Start AVAILABLE DATA
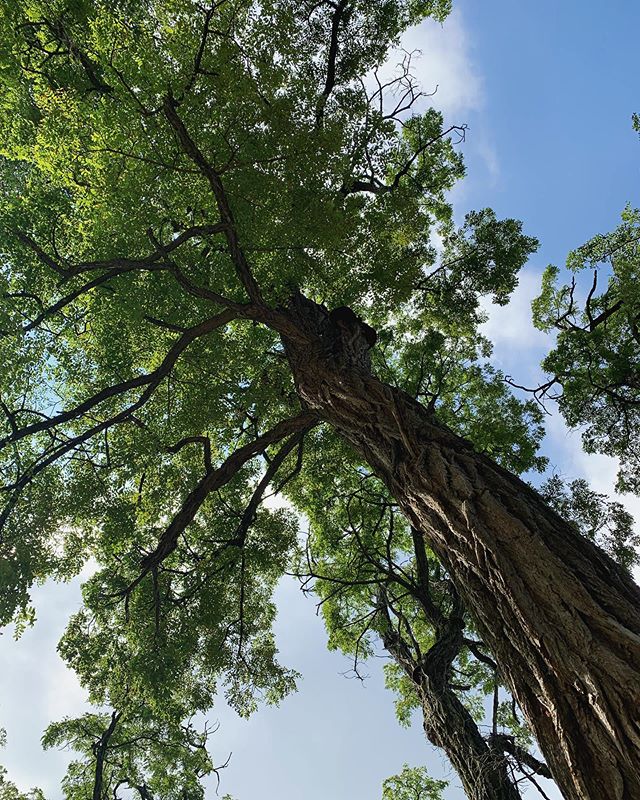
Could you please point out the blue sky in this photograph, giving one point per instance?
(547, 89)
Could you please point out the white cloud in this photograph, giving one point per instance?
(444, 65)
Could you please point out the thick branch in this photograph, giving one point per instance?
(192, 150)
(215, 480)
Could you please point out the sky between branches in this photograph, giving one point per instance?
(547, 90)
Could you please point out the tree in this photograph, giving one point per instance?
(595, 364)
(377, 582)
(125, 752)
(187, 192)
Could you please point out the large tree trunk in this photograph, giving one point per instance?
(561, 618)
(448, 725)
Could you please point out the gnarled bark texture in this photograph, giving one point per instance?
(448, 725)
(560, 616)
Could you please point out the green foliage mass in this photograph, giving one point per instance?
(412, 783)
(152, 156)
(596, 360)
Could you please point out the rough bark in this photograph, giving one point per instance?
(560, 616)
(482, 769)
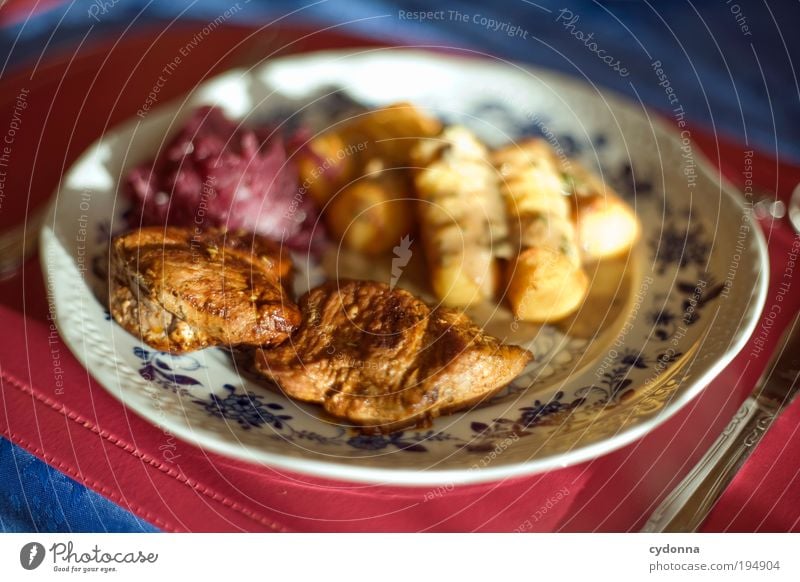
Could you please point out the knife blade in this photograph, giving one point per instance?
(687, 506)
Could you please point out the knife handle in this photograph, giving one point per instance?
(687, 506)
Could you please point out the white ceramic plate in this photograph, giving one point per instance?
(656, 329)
End AVAILABLE DATA
Start AVAILABLE DATA
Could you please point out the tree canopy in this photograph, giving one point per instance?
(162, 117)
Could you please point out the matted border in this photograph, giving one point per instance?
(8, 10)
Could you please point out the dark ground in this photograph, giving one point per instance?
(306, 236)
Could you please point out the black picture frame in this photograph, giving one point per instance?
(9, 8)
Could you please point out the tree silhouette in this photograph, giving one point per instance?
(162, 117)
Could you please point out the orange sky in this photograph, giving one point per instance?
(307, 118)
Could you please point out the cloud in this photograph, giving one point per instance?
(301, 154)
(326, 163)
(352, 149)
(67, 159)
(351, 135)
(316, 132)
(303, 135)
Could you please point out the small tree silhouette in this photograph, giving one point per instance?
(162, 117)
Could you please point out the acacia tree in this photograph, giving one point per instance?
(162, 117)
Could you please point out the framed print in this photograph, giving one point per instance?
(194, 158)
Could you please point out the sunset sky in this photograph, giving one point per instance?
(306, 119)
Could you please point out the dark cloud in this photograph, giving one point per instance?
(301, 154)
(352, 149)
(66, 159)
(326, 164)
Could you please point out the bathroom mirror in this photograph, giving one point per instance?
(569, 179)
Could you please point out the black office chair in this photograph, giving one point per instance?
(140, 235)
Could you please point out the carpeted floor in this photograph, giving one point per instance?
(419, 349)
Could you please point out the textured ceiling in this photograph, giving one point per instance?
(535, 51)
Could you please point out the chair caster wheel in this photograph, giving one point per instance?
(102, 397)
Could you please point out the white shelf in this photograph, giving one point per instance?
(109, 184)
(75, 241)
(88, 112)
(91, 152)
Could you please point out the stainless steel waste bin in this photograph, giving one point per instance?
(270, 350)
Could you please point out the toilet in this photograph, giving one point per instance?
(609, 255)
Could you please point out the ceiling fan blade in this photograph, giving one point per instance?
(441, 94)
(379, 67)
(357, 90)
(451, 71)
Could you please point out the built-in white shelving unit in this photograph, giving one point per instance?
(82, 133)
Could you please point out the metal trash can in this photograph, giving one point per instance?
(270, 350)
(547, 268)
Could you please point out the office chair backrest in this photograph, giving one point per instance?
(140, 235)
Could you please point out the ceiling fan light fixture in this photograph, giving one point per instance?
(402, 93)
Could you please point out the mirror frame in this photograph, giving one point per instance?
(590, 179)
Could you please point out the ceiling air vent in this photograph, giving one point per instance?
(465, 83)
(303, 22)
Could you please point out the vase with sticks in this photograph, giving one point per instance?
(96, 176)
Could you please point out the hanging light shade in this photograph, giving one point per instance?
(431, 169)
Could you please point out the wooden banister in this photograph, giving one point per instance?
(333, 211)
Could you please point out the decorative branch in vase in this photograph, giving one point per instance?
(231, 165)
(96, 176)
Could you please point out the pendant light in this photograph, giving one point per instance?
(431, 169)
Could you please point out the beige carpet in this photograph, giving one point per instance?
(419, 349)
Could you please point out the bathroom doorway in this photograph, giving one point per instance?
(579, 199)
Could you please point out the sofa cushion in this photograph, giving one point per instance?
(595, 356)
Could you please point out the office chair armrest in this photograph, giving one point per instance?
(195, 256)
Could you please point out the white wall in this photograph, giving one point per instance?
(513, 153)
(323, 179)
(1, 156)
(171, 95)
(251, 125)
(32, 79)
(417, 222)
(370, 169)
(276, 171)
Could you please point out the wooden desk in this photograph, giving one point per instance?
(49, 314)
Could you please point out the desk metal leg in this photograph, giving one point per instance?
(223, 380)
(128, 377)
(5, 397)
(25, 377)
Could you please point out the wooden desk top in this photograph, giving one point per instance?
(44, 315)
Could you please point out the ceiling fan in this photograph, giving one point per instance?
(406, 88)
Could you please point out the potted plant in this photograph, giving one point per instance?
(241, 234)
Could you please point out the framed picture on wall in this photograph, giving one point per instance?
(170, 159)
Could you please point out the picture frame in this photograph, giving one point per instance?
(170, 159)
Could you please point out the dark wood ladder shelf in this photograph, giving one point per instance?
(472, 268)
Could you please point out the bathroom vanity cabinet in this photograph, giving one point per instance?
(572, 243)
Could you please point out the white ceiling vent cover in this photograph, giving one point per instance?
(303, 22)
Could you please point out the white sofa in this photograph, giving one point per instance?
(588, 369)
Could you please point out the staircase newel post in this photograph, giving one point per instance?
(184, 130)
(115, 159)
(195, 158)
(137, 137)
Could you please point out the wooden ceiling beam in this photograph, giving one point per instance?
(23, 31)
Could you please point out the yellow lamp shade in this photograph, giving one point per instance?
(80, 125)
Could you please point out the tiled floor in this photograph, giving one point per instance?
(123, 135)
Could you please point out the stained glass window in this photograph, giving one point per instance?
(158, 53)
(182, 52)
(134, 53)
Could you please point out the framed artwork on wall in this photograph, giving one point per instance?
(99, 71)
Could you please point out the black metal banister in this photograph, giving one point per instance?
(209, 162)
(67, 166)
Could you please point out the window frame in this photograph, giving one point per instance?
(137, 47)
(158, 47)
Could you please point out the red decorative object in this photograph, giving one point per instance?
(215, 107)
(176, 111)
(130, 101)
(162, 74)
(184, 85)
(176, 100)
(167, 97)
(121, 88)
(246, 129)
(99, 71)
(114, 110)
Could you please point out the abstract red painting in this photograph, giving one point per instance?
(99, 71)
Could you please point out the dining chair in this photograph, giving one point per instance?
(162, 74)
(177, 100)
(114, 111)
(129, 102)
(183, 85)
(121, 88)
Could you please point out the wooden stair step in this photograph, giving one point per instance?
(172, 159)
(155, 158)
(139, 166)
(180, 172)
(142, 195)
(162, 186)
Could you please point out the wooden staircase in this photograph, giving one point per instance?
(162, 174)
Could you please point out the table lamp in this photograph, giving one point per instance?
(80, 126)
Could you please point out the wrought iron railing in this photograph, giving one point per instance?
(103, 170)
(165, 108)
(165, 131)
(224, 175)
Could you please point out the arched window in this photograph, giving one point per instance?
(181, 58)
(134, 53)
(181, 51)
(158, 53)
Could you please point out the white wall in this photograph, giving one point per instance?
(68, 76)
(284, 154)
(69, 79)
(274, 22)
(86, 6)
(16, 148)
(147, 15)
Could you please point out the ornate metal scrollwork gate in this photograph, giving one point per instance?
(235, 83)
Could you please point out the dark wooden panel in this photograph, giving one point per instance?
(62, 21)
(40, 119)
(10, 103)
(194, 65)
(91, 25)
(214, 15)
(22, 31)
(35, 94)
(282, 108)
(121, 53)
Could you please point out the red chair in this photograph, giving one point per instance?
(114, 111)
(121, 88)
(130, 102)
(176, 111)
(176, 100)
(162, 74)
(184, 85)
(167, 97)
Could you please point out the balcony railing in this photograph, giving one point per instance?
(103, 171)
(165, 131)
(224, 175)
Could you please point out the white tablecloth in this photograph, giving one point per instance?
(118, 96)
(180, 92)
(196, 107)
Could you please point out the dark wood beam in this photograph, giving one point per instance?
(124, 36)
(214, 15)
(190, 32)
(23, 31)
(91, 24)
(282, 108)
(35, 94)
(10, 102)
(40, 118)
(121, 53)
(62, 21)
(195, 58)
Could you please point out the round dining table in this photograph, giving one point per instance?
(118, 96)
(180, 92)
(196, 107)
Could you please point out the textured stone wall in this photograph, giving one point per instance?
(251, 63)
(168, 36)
End AVAILABLE DATA
PROBLEM REQUIREMENTS:
Select every line of the items above that contains the word "light", and copy each such line.

EXERCISE RESPONSE:
Could you please point out the ceiling fan light fixture in this photograph, giving one point per instance?
Could you please point out the hanging light shade in this photograph, giving one point per instance?
Could you please point out the pendant light in this photograph, giving one point per instance?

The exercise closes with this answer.